- [Page extract]:
In vivo CAR-T and circular RNA at the core of the agreement
Eli Lilly and Company has announced a definitive agreement to acquire Orna Therapeutics, a biotechnology company focused on engineering immune cells directly inside the human body. The transaction could be worth up to $2.4 billion in cash, including an upfront payment and additional milestone-based payments tied to clinical development progress.
The acquisition reflects Lilly’s strategic push into next-generation genetic medicines and cell therapies, particularly for patients with autoimmune diseases who currently have limited treatment options.
Orna’s circular RNA platform explained
Orna Therapeutics is developing a new class of therapeutics based on fully engineered circular RNA combined with proprietary lipid nanoparticle delivery systems. Unlike traditional messenger RNA approaches, circular RNA is designed to produce more durable and sustained protein expression within the body.
This technology enables the body itself to generate therapeutic cell responses, potentially eliminating the need for complex and costly ex vivo cell manufacturing. Preclinical and early experimental data suggest this approach could unlock treatments that are not feasible with current RNA or cell therapy platforms.
Focus on autoimmune diseases with in vivo CAR-T
Orna’s lead program, ORN-252, is a clinical trial-ready CD19-targeting in vivo CAR-T therapy designed to treat B cell-driven autoimmune diseases. Early autologous CAR-T studies have already demonstrated the promise of cell therapy in autoimmune conditions, but widespread adoption has been limited by logistical and financial barriers.

- [Records supplied]:
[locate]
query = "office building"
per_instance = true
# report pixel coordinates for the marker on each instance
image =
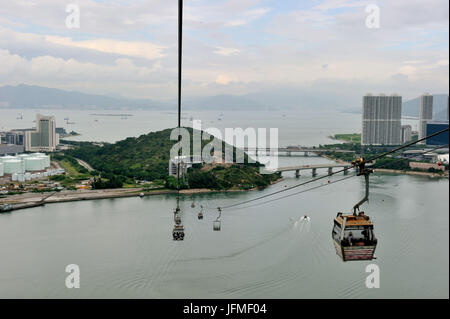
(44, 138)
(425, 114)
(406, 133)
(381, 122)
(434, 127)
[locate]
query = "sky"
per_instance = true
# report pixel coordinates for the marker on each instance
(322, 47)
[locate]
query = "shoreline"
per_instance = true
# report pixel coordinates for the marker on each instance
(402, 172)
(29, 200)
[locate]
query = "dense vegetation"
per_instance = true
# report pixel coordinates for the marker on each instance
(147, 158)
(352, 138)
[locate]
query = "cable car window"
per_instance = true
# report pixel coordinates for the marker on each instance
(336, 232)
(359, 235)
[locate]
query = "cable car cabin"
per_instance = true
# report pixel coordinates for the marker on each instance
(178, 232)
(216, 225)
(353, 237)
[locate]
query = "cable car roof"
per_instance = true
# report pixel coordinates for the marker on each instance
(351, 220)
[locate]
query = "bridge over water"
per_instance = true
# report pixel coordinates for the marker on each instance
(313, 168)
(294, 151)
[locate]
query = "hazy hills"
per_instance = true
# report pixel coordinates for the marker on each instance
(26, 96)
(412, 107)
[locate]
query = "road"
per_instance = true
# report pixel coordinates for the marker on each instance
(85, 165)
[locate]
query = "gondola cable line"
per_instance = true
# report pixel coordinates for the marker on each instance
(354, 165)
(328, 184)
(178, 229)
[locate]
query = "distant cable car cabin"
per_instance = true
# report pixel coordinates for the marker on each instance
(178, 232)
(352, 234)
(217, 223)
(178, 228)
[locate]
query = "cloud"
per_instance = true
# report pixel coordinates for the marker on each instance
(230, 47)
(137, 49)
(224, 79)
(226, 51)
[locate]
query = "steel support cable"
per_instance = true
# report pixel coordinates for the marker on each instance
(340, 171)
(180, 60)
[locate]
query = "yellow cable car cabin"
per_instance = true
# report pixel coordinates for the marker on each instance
---
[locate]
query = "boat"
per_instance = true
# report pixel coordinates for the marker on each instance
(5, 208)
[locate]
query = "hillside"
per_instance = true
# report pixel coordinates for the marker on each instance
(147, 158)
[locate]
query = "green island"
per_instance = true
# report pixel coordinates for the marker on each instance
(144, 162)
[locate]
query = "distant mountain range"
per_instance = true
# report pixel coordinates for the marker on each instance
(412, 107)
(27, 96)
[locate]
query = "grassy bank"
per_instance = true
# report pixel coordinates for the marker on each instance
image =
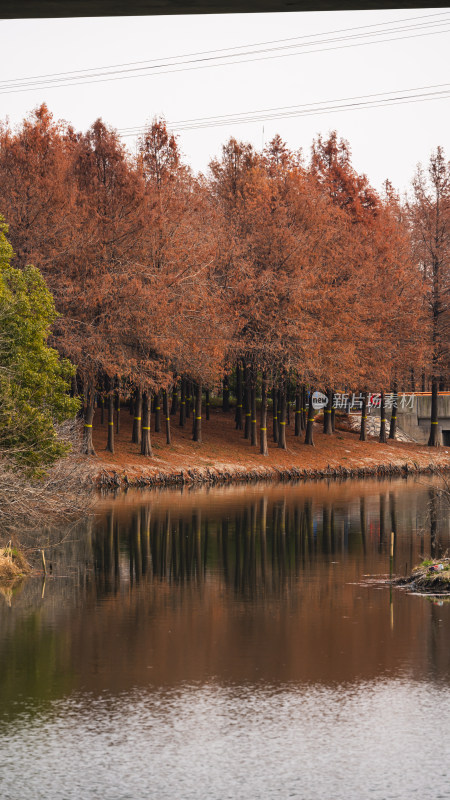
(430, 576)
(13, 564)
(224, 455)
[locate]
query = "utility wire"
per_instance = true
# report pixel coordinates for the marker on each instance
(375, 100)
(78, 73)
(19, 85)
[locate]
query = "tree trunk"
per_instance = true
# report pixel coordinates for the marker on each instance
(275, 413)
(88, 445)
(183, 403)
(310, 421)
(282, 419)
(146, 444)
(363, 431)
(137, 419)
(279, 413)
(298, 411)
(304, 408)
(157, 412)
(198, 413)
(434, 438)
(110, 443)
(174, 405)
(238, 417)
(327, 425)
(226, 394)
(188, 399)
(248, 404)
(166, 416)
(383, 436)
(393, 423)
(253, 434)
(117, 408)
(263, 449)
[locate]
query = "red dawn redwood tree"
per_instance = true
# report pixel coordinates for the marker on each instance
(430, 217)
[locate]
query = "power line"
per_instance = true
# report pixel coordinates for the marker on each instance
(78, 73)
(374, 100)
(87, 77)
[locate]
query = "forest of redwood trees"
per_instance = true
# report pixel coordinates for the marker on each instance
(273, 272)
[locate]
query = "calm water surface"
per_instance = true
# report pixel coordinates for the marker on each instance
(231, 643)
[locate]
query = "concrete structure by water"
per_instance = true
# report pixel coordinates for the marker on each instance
...
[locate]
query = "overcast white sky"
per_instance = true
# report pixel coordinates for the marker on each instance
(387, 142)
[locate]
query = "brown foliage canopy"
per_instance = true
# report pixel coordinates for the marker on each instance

- [Work instruction 1]: From the Orna acquisition article, extract the passage from "This technology enables" to "cell therapy platforms.".
- [Work instruction 2]: In the Orna acquisition article, what is the name of Orna's lead program?
- [Work instruction 3]: Proceed with the Orna acquisition article from its last sentence.

- [Task result 1]:
This technology enables the body itself to generate therapeutic cell responses, potentially eliminating the need for complex and costly ex vivo cell manufacturing. Preclinical and early experimental data suggest this approach could unlock treatments that are not feasible with current RNA or cell therapy platforms.

- [Task result 2]: ORN-252

- [Task result 3]:
By enabling CAR-T generation directly inside the patient, Orna’s platform aims to dramatically simplify delivery while expanding access to a broader patient population.
Strategic rationale for Lilly
Lilly views the acquisition as an opportunity to potentially establish an entirely new class of genetic medicines. According to company leadership, integrating Orna’s circular RNA and lipid nanoparticle technologies could accelerate the development of scalable, patient-centric therapies across immunology and beyond.
Following the close of the transaction, Lilly will determine the accounting treatment under Generally Accepted Accounting Principles, and the deal will be reflected in its financial results and guidance.
Transaction details and outlook
Paul, Weiss, Rifkind, Wharton & Garrison LLP is serving as legal counsel to Lilly, while Lazard is acting as financial advisor to Orna Therapeutics. Goodwin Procter LLP is providing legal counsel to Orna.
While the companies expressed optimism about the potential of the combined technologies, the transaction remains subject to the inherent risks of drug research, development, and commercialization, with no guarantee of future commercial success.